WORK TO COMPLETE →
The data below needs to be returned exactly, line for line.

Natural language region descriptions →
_ _ _ _

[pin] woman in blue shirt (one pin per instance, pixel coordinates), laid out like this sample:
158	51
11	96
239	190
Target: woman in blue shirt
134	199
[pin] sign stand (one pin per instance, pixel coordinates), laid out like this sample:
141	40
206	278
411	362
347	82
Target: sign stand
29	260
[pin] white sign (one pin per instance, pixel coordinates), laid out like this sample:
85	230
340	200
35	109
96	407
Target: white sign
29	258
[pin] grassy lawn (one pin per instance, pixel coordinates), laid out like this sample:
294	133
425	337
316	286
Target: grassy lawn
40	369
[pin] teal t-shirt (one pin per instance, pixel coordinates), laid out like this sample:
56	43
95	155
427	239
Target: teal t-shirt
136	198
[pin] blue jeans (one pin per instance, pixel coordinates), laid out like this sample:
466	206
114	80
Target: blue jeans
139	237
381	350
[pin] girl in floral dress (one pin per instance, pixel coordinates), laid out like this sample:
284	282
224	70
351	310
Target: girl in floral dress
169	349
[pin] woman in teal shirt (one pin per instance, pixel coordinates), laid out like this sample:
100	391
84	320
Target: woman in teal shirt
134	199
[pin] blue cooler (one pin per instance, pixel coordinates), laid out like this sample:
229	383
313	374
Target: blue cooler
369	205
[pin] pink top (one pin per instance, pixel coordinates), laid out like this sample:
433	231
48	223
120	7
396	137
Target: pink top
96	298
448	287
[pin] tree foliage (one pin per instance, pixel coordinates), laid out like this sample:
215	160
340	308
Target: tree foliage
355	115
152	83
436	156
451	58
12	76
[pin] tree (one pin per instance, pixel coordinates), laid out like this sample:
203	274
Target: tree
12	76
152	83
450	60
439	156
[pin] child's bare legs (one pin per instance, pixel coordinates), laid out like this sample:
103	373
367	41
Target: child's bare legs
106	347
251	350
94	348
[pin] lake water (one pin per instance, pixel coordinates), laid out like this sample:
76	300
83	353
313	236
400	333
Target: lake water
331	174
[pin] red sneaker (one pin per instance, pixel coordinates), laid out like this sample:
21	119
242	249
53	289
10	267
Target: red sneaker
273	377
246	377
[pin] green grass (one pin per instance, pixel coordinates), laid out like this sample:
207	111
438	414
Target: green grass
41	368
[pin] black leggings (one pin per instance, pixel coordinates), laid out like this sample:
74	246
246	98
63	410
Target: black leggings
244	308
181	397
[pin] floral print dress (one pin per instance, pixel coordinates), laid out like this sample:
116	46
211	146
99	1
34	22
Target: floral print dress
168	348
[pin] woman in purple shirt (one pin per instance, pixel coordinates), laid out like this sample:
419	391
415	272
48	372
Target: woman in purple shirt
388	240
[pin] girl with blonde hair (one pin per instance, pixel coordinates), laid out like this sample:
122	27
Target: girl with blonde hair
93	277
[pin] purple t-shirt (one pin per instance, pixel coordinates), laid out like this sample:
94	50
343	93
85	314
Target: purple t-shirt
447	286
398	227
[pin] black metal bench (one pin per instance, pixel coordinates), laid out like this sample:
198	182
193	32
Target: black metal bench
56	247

_ _ _ _

EXERCISE RESULT →
[pin] woman in blue shirt (one pin per instance, pixel coordinates), laid out like this sample:
158	51
11	96
239	190
Target: woman in blue shirt
134	199
[pin] sign stand (one pin per instance, pixel coordinates), laid out like this sample:
141	40
206	278
411	362
347	82
Target: sign stand
29	260
[pin] white sign (one pin per instance, pixel coordinates), laid out like this sample:
85	230
340	200
35	109
96	407
Target: white sign
29	258
[pin] grassy lawn (one pin per instance, pixel coordinates), laid out like this sample:
294	133
425	337
316	286
Target: grassy lawn
40	369
[pin] teal t-shirt (one pin per instance, pixel coordinates), laid out like this sample:
56	43
95	155
427	239
Target: teal t-shirt
136	198
[pin] blue jeans (one pin per instance, pixel coordinates), laid out like this sample:
466	206
114	80
Target: blue jeans
139	237
381	350
[pin] girl in floral dress (one pin per instance, pixel coordinates), laid out like this sample:
284	282
224	70
351	310
Target: girl in floral dress
169	349
[pin] woman in teal shirt (one pin per instance, pixel coordinates), laid out like this sample:
100	391
84	320
Target: woman in teal shirt
134	199
[pin] blue cooler (one pin per instance, pixel coordinates), laid out like this sample:
229	383
313	374
Target: blue cooler
369	205
[pin] pink top (one pin per instance, pixel coordinates), laid out like this sample:
433	231
48	223
120	7
396	137
Target: pink top
96	298
448	287
[pin] tree foliage (one pin per instance, pixel coordinates), laid out like this sample:
215	160
340	308
Target: tree foliage
355	115
152	83
436	156
451	58
12	76
[pin] tree (one pin per instance, pixel coordinates), laid out like this sample:
203	274
Target: tree
12	76
152	83
450	60
439	156
[pin] child's bare legs (one pin per instance, pixel coordinates), laid out like this sample:
103	373
367	41
Target: child's bare legs
106	347
251	350
94	348
[pin] lake water (one pin per instance, pixel coordinates), laid out like this sample:
76	300
83	353
313	236
400	333
Target: lake water
331	174
[pin] red sneaker (one pin per instance, pixel coordinates), laid out like this sample:
21	119
242	249
53	289
10	267
Target: red sneaker
273	377
246	377
[pin] green grass (one pin per instance, pixel coordinates), laid out like this sample:
207	111
438	414
Target: green grass
41	368
[pin] black leggings (one pin per instance, pixel coordinates), laid out like this sample:
74	246
246	98
63	410
Target: black leggings
244	308
181	397
[pin] floral print dress (one pin per instance, pixel coordinates), laid out like this sample:
116	46
211	146
99	1
34	22
Target: floral print dress
168	348
[pin] woman in purple shirt (one pin per instance, pixel coordinates), laid out like this sample:
419	391
415	272
48	372
Target: woman in purple shirt
388	240
[pin] girl with blonde hair (one pin per instance, pixel coordinates), laid out like this sample:
122	27
Target: girl with blonde hair
93	277
[pin] purple t-shirt (one pin per instance, pixel coordinates), laid out like this sample:
94	50
343	93
85	314
Target: purple t-shirt
447	286
398	227
[pin] black metal bench (one pin per instance, pixel coordinates), laid out like this sample:
198	182
193	32
Target: black metal bench
56	247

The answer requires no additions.